- _WRITTEN PROBLEM_:
Reproduce the closing part of the entries exactly: the line with "Target: blurred green background" and all lines after it, ending with the last line, and nothing else.

- _GIVEN RECORDS_:

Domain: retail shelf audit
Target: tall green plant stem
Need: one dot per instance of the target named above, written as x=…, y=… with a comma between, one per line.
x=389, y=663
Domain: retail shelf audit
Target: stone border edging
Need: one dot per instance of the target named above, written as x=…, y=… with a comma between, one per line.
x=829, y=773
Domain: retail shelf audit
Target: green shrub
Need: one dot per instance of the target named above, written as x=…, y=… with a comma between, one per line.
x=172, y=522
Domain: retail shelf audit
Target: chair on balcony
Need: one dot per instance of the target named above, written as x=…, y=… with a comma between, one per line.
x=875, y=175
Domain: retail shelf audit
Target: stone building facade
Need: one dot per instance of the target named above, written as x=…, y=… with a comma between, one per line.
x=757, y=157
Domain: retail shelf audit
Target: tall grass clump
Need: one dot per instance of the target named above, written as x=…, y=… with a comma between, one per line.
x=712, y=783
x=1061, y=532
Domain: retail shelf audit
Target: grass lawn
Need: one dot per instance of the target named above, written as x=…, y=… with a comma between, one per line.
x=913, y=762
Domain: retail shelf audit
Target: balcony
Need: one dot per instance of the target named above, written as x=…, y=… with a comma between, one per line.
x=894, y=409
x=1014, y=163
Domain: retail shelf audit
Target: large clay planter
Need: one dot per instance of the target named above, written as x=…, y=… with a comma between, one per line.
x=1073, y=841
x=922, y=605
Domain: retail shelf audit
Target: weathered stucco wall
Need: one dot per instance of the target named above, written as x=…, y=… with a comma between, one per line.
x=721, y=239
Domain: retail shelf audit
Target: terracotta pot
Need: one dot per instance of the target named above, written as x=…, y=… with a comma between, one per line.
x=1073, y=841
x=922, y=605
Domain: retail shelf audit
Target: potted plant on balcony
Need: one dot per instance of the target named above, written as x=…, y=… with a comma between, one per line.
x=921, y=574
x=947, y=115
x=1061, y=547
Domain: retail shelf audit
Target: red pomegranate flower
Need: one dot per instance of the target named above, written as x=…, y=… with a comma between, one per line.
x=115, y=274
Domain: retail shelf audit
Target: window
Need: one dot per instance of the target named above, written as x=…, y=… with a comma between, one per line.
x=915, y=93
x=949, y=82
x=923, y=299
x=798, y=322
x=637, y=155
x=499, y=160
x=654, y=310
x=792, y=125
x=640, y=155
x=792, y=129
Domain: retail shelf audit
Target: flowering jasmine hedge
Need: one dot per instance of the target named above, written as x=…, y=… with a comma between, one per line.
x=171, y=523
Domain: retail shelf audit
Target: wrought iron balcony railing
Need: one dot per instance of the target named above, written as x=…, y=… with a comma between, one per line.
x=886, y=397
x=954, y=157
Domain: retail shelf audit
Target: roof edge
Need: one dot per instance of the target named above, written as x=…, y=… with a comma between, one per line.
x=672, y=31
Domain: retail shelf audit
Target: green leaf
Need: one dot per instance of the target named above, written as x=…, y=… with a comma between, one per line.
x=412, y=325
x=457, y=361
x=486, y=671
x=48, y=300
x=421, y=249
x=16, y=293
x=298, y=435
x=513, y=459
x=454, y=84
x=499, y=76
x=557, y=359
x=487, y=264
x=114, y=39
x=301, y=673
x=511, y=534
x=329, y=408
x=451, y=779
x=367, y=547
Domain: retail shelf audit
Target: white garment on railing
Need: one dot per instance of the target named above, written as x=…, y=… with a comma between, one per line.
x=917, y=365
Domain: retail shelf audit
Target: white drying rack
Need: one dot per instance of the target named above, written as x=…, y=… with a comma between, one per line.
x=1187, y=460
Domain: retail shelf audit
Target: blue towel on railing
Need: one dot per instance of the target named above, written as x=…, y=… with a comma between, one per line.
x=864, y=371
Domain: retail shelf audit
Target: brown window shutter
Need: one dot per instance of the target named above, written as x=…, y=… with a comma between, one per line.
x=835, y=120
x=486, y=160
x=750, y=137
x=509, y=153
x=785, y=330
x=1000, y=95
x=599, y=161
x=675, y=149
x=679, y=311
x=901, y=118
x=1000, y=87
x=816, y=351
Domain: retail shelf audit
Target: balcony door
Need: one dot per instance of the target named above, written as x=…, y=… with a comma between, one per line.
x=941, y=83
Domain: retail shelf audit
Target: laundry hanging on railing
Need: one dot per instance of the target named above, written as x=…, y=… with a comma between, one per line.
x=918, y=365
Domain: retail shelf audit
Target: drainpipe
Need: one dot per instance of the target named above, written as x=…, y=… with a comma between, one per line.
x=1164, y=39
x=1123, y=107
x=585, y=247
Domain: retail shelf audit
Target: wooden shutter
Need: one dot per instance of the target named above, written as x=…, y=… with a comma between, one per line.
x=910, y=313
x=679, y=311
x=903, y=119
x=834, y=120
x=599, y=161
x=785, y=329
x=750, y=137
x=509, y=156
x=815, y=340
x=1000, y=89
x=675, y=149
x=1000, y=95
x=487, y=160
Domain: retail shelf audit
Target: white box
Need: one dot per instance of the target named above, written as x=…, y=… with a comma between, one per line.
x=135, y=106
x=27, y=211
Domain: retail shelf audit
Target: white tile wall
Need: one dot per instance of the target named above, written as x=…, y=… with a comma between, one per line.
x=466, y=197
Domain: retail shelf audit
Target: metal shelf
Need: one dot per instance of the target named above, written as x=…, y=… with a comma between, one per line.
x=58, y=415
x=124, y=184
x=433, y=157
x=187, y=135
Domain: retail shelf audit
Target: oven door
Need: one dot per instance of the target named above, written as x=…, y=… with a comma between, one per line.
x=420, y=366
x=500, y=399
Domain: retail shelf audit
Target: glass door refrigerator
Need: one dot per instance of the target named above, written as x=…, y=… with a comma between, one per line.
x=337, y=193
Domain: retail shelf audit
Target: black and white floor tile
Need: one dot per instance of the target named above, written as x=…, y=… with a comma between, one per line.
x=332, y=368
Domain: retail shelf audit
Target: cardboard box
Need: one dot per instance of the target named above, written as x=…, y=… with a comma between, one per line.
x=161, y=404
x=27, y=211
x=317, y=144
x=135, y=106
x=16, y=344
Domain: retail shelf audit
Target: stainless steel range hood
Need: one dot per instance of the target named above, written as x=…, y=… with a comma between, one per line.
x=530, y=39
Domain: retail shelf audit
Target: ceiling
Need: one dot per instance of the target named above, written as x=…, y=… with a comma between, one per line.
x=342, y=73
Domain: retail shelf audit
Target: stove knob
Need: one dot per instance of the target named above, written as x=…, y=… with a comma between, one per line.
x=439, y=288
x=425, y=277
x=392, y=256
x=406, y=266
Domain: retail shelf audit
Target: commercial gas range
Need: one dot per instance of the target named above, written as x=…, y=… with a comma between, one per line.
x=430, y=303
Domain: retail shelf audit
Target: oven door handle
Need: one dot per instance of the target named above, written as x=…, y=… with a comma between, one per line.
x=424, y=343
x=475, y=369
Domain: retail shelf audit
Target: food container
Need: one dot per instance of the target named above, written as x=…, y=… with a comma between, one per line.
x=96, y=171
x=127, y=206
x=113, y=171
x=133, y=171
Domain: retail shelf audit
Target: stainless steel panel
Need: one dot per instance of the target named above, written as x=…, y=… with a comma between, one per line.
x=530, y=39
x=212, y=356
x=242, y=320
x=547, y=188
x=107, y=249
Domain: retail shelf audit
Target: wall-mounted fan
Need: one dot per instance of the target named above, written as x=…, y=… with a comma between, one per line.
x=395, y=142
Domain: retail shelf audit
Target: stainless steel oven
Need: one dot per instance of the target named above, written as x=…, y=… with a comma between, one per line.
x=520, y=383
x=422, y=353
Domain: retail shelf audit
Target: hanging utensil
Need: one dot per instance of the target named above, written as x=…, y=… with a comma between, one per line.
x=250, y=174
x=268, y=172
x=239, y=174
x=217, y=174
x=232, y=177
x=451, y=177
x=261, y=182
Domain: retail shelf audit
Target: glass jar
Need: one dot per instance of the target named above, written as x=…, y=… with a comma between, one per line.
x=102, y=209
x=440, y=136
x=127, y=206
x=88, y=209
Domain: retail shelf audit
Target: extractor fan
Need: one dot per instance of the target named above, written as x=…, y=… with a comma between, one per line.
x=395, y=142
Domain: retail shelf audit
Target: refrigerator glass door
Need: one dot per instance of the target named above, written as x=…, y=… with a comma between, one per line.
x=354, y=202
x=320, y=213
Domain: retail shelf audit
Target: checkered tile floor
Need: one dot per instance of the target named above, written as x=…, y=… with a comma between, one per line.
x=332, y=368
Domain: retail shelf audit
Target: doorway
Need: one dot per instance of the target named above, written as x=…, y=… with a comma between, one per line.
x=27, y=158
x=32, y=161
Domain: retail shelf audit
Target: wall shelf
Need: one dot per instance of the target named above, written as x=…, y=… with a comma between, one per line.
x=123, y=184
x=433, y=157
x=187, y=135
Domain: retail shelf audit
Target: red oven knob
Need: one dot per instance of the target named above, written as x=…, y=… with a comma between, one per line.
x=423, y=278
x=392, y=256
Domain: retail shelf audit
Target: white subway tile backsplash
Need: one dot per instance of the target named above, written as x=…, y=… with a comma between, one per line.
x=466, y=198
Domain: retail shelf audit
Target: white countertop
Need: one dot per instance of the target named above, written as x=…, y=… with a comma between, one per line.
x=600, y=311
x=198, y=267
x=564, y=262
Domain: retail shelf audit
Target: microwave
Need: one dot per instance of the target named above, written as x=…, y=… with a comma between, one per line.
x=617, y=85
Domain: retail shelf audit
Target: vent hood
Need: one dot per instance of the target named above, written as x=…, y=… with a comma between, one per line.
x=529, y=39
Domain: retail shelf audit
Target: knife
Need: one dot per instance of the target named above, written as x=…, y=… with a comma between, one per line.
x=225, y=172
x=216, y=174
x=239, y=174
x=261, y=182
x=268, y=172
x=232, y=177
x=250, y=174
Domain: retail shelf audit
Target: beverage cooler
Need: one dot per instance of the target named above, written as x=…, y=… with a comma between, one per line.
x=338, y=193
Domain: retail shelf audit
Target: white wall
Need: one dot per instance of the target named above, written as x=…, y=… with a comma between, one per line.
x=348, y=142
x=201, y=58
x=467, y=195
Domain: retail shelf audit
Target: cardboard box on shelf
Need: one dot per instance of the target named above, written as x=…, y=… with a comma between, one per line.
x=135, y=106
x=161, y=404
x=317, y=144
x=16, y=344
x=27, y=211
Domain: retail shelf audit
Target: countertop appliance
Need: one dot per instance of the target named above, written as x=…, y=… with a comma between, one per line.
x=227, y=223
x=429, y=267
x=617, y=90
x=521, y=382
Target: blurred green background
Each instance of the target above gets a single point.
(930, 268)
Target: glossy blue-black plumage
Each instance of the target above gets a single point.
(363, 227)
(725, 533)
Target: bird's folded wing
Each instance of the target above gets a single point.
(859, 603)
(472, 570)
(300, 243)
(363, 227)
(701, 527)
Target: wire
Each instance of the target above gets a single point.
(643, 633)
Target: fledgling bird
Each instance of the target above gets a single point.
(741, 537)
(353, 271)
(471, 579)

- _COMPLETED EXERCISE_:
Target: blurred green background
Each instance of the target above gets a single point.
(930, 268)
Target: glossy blue-black plumage
Each instance of the target above gets a single point.
(363, 227)
(725, 533)
Target: bird's folded wing
Each instance of the target above gets a single point.
(859, 603)
(472, 570)
(300, 243)
(363, 227)
(701, 527)
Target: wire
Each instance of the target above gets a single point.
(643, 633)
Target: fledgling bird
Each instance of the target above gets a single point.
(741, 537)
(353, 271)
(471, 579)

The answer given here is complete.